Challenge:
Reproduce only the data starting at the line that contains "the antler base" and ending at the line that contains "(797, 1140)", changing "concrete slab" to "stone slab" and keeping everything else the same.

Supplied material:
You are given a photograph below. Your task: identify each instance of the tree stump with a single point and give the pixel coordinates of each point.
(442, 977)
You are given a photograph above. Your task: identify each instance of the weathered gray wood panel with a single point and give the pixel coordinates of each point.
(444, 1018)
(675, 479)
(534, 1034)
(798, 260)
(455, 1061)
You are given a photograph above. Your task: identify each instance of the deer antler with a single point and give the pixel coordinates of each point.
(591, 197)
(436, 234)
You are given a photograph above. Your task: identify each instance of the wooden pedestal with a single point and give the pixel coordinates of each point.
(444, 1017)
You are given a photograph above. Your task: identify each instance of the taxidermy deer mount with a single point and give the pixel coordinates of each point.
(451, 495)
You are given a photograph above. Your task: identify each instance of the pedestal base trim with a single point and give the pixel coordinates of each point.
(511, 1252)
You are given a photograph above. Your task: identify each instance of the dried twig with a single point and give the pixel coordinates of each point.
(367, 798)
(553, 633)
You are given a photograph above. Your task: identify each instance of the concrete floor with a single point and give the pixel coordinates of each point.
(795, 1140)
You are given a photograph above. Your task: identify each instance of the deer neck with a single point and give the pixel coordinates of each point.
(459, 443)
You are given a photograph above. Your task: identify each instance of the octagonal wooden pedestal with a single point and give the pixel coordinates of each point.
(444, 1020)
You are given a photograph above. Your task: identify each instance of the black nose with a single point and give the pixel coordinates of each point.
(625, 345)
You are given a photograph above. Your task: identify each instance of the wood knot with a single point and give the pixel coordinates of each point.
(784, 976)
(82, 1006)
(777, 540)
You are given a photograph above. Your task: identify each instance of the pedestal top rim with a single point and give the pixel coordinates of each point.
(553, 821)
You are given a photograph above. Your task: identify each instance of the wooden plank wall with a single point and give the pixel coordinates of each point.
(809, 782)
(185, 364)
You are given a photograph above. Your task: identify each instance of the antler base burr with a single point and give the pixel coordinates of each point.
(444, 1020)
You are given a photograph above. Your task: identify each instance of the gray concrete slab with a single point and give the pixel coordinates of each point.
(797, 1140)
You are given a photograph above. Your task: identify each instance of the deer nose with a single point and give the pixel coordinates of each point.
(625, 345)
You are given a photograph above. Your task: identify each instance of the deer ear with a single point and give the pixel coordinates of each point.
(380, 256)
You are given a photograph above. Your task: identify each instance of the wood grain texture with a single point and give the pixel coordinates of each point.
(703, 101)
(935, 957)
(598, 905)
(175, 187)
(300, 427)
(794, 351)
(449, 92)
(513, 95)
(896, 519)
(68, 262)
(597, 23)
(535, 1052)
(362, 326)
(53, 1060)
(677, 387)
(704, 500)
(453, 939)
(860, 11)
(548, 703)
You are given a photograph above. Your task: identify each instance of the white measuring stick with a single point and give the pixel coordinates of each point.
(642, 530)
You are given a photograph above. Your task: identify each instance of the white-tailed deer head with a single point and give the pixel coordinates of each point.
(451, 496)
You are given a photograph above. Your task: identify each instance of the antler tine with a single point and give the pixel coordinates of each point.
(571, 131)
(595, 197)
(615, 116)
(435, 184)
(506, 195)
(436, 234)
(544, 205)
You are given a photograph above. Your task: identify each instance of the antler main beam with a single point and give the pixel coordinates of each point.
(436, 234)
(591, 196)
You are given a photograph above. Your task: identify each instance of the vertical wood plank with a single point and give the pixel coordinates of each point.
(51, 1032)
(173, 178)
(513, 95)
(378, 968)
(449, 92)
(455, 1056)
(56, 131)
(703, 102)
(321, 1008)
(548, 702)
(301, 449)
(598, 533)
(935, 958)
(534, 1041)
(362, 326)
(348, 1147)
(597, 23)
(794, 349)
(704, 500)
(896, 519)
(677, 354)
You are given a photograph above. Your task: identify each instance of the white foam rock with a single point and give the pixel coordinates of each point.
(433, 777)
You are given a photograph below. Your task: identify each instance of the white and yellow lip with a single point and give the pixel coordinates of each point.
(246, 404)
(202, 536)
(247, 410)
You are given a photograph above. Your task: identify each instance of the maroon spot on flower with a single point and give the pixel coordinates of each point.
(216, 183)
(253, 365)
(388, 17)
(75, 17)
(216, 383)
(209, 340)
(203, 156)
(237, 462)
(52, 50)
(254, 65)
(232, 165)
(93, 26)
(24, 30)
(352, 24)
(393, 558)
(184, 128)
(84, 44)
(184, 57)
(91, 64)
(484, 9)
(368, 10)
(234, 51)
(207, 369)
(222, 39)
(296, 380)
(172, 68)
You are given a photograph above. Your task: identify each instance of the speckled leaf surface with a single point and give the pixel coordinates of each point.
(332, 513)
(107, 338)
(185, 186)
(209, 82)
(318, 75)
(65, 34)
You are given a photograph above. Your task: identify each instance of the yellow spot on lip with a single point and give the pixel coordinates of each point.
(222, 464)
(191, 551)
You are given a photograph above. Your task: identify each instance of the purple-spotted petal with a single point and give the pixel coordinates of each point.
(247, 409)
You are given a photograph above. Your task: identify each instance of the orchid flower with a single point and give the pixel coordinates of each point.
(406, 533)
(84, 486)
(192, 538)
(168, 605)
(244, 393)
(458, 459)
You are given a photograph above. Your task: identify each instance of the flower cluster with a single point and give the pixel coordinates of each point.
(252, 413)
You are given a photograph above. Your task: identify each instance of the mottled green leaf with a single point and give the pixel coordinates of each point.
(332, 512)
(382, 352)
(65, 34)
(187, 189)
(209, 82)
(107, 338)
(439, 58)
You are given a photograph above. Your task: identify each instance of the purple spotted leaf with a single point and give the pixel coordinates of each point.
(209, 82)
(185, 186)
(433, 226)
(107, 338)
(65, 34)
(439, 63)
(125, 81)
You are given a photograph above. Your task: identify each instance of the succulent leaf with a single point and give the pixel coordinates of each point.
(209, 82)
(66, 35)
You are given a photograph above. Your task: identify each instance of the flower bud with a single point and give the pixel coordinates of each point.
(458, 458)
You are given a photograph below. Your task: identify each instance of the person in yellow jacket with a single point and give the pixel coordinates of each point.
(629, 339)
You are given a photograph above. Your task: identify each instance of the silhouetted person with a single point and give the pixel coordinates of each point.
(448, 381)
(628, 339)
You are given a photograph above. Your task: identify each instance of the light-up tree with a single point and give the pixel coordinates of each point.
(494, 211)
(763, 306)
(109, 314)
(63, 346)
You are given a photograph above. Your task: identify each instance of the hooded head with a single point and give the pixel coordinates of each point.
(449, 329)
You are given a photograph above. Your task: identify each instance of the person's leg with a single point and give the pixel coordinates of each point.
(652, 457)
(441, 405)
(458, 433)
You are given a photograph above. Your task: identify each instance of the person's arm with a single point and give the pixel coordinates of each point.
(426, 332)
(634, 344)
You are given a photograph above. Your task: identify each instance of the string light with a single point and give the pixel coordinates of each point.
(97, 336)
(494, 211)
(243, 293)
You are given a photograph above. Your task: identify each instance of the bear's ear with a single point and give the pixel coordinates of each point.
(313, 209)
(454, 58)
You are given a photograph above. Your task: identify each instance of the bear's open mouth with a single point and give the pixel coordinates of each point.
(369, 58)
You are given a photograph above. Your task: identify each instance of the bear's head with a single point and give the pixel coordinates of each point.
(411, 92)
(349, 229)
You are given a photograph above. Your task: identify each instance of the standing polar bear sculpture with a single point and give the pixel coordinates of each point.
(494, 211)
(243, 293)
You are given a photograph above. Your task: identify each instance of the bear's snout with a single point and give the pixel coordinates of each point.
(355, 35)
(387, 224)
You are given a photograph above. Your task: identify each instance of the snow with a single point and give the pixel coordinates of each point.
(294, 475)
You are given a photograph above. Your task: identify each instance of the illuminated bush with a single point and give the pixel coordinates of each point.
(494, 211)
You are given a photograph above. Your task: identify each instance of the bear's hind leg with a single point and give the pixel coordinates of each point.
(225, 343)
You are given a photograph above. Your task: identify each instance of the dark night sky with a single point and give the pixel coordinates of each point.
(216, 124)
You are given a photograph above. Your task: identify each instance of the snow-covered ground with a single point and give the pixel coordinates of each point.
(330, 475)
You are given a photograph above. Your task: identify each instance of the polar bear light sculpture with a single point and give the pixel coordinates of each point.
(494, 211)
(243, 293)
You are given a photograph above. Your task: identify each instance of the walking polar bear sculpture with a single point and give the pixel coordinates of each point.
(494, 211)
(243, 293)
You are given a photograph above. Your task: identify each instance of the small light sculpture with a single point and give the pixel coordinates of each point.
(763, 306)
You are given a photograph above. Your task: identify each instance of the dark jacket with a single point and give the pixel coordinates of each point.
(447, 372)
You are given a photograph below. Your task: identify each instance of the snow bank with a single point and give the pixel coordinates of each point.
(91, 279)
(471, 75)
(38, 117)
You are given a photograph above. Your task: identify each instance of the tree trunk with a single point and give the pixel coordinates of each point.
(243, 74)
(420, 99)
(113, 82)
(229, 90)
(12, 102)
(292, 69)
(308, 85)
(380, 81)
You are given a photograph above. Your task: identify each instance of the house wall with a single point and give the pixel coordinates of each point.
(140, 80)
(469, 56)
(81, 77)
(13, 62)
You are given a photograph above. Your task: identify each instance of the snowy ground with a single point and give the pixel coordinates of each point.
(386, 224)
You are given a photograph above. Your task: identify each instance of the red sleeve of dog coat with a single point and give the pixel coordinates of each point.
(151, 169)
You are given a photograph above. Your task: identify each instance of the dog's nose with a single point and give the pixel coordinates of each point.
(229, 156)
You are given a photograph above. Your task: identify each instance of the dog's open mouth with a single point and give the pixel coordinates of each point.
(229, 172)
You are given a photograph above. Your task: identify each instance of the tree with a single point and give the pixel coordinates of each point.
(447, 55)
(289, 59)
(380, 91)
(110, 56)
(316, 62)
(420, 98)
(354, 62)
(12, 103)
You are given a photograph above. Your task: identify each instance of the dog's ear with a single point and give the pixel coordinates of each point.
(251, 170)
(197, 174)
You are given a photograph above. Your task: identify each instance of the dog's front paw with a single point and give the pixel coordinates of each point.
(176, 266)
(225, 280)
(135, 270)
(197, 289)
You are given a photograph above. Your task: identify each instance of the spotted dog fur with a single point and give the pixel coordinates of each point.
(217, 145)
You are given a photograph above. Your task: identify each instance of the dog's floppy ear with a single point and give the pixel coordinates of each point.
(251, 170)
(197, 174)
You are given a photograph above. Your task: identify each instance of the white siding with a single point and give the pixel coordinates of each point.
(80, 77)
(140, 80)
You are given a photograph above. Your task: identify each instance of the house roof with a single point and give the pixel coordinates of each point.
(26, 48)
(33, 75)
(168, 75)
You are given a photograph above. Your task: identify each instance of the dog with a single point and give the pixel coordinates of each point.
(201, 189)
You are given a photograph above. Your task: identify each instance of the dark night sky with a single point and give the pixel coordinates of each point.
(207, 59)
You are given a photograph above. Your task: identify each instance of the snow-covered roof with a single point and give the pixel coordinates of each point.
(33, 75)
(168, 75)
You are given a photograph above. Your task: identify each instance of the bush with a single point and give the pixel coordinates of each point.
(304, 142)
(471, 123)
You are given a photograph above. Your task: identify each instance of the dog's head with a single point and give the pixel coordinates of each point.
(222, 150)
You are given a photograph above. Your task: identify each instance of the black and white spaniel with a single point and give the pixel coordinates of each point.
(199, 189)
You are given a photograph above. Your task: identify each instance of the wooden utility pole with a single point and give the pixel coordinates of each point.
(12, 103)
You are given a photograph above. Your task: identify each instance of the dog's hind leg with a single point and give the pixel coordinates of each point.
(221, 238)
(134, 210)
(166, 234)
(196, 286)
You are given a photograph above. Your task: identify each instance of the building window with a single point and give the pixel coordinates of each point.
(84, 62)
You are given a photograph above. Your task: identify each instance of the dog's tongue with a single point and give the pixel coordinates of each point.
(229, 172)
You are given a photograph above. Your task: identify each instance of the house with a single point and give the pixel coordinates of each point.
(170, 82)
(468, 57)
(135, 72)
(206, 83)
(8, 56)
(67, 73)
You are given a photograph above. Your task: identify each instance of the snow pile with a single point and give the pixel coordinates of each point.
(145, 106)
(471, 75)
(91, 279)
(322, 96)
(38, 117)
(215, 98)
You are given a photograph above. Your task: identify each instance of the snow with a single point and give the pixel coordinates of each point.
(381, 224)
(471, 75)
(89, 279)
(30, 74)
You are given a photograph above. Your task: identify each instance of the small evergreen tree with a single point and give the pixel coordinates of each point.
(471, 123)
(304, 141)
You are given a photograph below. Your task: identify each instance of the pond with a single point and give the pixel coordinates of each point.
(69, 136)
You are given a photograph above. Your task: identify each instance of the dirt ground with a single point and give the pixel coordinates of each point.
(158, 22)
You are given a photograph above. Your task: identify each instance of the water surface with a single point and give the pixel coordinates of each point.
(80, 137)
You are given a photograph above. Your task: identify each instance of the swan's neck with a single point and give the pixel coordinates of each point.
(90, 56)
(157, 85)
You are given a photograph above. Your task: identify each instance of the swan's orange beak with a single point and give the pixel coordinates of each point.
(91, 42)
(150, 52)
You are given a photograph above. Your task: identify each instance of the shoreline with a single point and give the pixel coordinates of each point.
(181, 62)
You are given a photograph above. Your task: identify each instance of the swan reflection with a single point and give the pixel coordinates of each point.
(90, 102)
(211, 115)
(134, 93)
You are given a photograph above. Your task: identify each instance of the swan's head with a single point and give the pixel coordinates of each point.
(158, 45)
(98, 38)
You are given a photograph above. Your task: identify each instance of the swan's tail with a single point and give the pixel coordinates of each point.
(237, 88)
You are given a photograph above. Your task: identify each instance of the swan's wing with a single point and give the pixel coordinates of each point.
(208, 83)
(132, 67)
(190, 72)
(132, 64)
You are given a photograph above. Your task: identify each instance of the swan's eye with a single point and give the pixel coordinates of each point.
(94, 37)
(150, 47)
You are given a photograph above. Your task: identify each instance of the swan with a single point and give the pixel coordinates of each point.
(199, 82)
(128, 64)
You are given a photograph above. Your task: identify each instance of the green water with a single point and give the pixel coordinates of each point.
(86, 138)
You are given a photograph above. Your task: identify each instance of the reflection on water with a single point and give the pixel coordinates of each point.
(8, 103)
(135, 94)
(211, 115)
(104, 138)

Answer in full:
You are given a photograph above. Your task: identify each instance of the antler base burr with a single point and give the pixel coordinates of each point.
(444, 1020)
You are given a photograph above. Your task: identify each instance of the gray stone slab with a single point and give the pixel coordinates of each point.
(797, 1140)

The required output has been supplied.